Activité
Recopiez sans aucune modification le passage de l'extrait ci-dessous sur le personnage d'Adora, depuis « Sans aller plus » jusqu'à « dans sa démesure. » inclus.

Extrait à lire
·····

D'où vient la pathologie d'Adora : nulle réponse n'est apportée dans la série mais celle-ci, rare et doublée d'une cruauté sans précédent, est la prémisse d'une grande violence au sein de la maison. La demeure où se joue la tragédie est le reflet de la petite ville au charme suranné qui l'abrite : Wind Gap. Le poison de ce village où se rejoue indéfiniment féminicides, violences classistes, racistes et homophobes a infecté le foyer; l'autodestruction est une tendance qui se retrouve dans tous les personnages : Camille se scarifie, Adora, elle, au moindre désagrément, s'arrache les cils. Les femmes ont intériorisé la violence. Quand Camille revient saoule au milieu de la nuit, Adora l'attend dans une chemise de nuit impeccable et lui dit d'une voix douce et suave : "Tu pues la charogne. Tu reviens ici et je ne pense qu'à une chose : tu pues la charogne." Plus tard elle lui dira aussi : "Je ne t'ai jamais aimé. Tu es née avec cette nature froide [...]" Cette haine de soi qui l'habite est sans cesse projeté sur la seule de ses filles qui lui résiste.
Sans aller plus loin dans l'analyse de la figure matriarcale d'Adora et de ses rapports avec ses proches, j'ai choisi ce personnage pour mon TOP car c'est la première fois que je découvrais dans une série une héroïne aussi sombre, dont l'effet sur le mental est à la limite du tolérable. Et interprétée par une actrice qui, malgré tout, permet la nuance et l'empathie. Dans une interview donnée à Variety au sujet de Sharp Objects, Patricia Clarkson affirme : "Il est important de raconter les histoires de ces femmes brisées sans en «adoucir» les angles de façon à inspirer la compréhension et peut-être même l'empathie"*². Il faut les regarder bien en face pour mieux comprendre sur quels traumas se fonde la violence dans sa démesure.

·····

Données fournies
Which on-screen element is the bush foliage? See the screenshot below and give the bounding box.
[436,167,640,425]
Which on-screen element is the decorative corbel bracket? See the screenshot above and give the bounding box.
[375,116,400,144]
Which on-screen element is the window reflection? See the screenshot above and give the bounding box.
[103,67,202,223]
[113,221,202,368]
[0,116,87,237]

·····

Résultat attendu
Sans aller plus loin dans l'analyse de la figure matriarcale d'Adora et de ses rapports avec ses proches, j'ai choisi ce personnage pour mon TOP car c'est la première fois que je découvrais dans une série une héroïne aussi sombre, dont l'effet sur le mental est à la limite du tolérable. Et interprétée par une actrice qui, malgré tout, permet la nuance et l'empathie. Dans une interview donnée à Variety au sujet de Sharp Objects, Patricia Clarkson affirme : "Il est important de raconter les histoires de ces femmes brisées sans en «adoucir» les angles de façon à inspirer la compréhension et peut-être même l'empathie"*². Il faut les regarder bien en face pour mieux comprendre sur quels traumas se fonde la violence dans sa démesure.